■ **Instrução**:
Indique os três particípios que, no trecho apresentado, descrevem a situação em que a certidão já se encontra.

8. Segundo o artigo 283º, nº 1, do Código de Processo
Civil, 'enquanto durar a suspensão só podem praticar-se validamente os actos
urgentes destinados a evitar dano irreparável'.
Se a obtenção de uma certidão pode ser necessária para
evitar um dano irreparável, a discussão sobre se essa certidão devia ter sido
emitida onerosa ou gratuitamente, quando a certidão já foi passada, entregue e
paga, não reveste manifestamente qualquer urgência - e o dispêndio efectivo do
seu custo não constitui dano irreparável, já que o hipotético dano poderá ser
reparado após a cessação da suspensão da instância, se então for de apreciar a
existência do pretenso benefício de apoio judiciário do reclamante.

■ **Listagem fornecida**:

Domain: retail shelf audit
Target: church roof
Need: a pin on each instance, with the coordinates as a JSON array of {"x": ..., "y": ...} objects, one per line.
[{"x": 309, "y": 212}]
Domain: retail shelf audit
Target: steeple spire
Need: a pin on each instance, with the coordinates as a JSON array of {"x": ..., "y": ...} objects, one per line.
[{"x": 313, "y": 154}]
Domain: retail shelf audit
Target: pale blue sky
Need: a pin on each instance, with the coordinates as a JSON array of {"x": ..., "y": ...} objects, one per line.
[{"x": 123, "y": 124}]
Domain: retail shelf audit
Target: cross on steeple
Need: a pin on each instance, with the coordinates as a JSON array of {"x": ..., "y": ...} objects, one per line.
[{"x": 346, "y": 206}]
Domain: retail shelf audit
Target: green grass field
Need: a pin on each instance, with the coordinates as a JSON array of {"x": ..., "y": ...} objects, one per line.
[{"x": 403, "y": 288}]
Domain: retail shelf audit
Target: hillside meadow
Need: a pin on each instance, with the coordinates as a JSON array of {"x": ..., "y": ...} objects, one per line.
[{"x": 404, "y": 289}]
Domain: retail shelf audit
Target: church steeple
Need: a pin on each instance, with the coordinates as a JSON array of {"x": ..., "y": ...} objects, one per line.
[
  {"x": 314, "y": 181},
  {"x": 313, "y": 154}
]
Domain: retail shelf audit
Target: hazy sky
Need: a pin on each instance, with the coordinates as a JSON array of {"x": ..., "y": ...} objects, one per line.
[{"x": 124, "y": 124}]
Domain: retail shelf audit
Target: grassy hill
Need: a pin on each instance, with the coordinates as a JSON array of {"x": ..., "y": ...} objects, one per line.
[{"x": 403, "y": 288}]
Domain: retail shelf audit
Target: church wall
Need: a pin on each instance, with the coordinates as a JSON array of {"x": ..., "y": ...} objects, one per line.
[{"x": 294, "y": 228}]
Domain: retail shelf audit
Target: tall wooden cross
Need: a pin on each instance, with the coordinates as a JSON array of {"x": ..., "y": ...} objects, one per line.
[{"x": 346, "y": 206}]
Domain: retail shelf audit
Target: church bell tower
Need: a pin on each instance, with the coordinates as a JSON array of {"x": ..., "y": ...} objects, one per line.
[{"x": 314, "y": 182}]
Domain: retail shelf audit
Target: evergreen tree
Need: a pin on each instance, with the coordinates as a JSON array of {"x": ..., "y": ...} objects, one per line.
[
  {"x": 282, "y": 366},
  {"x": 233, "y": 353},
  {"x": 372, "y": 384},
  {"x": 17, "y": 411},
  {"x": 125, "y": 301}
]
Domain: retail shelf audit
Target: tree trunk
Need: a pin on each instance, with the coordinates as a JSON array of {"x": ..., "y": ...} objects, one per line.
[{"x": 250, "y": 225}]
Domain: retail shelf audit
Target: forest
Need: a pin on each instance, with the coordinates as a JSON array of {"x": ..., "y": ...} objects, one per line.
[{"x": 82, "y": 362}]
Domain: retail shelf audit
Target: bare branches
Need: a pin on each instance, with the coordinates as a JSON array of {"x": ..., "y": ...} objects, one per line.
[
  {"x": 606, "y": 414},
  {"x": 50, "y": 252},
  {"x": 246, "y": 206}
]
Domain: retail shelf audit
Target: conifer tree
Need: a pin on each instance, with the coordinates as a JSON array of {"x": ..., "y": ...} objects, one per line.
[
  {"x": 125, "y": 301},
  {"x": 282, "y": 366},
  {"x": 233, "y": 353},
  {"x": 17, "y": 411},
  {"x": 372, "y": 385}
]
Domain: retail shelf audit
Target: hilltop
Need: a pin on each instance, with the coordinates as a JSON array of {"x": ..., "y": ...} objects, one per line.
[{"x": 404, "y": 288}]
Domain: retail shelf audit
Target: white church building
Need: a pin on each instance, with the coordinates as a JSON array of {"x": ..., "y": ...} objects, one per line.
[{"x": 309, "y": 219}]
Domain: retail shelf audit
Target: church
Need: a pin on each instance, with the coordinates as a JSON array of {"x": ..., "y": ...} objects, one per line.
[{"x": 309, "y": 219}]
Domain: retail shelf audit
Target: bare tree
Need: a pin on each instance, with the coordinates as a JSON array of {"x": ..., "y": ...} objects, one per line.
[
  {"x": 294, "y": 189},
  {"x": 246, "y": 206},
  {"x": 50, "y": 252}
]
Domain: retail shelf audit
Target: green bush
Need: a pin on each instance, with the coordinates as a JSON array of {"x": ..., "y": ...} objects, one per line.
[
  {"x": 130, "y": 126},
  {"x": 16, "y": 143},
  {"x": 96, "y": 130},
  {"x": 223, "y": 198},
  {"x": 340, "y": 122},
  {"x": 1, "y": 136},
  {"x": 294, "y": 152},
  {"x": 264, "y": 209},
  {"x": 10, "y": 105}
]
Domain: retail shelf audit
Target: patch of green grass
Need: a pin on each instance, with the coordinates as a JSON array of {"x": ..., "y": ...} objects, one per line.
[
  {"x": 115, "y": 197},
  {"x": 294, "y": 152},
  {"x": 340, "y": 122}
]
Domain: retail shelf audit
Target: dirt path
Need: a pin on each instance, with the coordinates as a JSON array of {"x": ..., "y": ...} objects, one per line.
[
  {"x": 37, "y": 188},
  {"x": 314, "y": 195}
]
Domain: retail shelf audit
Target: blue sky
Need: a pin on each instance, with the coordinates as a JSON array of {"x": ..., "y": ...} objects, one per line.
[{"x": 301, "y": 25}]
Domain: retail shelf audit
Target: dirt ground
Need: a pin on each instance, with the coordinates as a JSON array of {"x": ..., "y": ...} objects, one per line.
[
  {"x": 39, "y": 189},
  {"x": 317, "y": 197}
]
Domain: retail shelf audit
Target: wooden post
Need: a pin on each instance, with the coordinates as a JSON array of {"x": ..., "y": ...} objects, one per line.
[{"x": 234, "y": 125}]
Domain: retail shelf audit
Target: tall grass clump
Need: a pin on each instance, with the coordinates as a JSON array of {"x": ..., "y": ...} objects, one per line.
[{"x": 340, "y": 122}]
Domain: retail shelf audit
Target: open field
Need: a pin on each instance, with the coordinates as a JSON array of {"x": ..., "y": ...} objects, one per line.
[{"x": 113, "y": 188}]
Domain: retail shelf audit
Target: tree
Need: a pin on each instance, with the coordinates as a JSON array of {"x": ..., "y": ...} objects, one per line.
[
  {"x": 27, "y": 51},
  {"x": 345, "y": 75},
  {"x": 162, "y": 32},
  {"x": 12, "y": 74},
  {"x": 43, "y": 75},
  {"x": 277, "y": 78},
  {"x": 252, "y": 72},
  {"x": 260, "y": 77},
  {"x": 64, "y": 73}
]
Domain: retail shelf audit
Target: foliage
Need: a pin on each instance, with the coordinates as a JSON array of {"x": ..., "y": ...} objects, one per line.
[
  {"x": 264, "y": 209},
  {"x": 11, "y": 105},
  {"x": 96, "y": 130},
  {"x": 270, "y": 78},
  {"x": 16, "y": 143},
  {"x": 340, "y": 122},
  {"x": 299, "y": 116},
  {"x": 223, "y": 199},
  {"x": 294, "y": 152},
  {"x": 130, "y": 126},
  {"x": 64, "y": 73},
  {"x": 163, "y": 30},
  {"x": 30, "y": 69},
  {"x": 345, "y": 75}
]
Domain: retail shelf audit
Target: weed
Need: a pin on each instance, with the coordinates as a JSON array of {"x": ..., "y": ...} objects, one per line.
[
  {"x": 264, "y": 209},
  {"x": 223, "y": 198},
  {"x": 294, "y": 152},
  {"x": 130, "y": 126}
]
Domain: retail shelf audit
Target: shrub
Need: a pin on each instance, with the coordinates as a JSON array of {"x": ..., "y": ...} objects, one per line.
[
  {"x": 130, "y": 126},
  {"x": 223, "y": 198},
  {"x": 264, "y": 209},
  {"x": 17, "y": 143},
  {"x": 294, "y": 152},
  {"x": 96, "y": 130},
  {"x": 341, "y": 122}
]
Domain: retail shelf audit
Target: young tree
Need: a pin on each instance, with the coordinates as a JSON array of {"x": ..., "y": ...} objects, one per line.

■ **Resultado**:
Passada, entregue e paga.